Saved data entries
• • •

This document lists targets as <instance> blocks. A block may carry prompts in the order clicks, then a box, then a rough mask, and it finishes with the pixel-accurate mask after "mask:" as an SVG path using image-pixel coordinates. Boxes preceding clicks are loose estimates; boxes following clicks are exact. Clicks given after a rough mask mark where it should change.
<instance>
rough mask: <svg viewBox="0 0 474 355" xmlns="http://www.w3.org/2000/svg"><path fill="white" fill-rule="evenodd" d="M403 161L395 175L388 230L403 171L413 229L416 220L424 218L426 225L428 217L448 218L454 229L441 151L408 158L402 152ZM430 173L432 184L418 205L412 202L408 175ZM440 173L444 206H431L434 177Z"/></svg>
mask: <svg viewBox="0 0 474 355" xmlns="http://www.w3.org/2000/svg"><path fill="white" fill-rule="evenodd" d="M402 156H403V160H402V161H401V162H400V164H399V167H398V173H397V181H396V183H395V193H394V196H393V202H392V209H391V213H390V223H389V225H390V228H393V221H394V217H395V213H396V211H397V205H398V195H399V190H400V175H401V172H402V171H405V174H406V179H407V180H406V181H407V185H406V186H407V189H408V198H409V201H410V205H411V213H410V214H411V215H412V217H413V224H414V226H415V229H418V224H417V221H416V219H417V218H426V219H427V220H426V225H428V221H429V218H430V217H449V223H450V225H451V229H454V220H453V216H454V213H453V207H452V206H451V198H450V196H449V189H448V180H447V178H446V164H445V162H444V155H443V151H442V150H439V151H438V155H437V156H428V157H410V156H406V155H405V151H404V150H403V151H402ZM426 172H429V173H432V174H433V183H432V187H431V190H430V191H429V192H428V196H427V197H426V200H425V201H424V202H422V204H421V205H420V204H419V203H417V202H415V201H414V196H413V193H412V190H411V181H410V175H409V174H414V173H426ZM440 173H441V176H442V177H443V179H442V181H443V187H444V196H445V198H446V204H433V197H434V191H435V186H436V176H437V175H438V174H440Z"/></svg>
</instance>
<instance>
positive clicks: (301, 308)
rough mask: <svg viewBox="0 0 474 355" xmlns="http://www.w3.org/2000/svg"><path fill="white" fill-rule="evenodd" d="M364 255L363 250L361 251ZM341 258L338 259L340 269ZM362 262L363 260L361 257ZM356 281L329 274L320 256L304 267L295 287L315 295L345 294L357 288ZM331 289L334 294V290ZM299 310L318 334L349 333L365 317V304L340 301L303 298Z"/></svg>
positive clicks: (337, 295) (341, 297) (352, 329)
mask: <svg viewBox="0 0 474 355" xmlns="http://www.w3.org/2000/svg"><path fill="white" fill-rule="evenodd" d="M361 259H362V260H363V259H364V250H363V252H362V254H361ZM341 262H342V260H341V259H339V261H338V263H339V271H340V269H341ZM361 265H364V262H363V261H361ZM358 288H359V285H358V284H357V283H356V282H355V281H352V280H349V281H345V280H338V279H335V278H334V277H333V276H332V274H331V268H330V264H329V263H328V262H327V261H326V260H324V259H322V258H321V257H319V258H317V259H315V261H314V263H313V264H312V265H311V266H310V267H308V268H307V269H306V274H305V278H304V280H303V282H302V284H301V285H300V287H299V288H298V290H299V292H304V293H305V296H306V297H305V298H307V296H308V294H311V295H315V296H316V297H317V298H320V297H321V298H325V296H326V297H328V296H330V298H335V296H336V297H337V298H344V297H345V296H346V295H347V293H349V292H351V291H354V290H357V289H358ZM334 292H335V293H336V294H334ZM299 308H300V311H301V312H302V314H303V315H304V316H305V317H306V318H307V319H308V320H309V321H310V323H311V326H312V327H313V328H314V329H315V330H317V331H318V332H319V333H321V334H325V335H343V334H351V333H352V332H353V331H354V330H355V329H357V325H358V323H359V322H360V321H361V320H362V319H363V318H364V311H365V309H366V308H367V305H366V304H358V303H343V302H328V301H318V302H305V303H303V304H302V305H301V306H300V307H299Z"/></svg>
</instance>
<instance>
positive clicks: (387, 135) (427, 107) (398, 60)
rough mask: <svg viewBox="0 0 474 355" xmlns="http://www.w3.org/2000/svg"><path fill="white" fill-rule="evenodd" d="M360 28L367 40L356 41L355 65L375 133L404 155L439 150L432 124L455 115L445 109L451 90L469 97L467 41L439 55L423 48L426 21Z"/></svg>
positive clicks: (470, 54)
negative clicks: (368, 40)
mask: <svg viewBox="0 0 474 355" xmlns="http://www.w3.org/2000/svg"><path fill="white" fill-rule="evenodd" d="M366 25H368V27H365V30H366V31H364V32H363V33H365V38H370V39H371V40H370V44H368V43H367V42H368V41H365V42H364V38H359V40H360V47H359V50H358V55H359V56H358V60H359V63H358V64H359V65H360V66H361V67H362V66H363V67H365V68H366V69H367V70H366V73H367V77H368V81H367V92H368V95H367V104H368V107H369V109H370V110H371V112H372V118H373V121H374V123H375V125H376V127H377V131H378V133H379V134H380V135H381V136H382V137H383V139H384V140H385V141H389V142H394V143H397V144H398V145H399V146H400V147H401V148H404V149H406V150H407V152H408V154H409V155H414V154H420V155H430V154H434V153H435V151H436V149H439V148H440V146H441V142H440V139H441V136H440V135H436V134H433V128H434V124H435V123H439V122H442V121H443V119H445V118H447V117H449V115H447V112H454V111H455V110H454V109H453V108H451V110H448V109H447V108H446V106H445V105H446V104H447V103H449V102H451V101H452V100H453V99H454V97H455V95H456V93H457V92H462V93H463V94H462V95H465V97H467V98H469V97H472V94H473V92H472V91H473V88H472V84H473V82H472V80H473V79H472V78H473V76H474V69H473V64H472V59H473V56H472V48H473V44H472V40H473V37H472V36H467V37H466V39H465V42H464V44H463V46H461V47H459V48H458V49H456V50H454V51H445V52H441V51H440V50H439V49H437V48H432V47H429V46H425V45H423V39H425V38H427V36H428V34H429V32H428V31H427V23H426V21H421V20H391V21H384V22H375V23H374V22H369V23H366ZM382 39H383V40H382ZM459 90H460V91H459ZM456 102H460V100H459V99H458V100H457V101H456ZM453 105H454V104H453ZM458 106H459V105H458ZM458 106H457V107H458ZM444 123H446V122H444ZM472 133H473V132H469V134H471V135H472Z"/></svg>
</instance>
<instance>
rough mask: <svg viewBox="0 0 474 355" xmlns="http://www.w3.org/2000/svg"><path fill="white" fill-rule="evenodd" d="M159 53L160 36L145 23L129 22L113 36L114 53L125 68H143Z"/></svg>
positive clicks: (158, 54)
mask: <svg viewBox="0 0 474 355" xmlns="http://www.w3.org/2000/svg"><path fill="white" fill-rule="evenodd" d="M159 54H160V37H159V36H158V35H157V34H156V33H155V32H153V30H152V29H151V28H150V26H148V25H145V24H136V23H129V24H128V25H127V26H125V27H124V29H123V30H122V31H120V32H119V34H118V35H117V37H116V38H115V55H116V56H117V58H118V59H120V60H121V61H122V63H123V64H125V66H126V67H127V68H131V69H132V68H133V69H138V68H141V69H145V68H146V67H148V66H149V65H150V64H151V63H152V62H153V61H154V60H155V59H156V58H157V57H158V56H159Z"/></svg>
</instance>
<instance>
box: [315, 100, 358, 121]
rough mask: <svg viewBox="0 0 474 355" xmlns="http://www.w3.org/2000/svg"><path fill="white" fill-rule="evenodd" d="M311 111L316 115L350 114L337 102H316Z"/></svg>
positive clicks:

• • •

A verbatim transcription is needed of the lines above, starting at the line with "28L367 40L356 41L355" and ending at the line with "positive clicks: (470, 54)", both included, and of nothing else.

### Response area
rough mask: <svg viewBox="0 0 474 355" xmlns="http://www.w3.org/2000/svg"><path fill="white" fill-rule="evenodd" d="M360 28L367 40L356 41L355 65L375 133L404 155L439 150L432 124L455 115L445 109L451 90L469 97L467 41L439 55L423 48L426 21Z"/></svg>
positive clicks: (470, 54)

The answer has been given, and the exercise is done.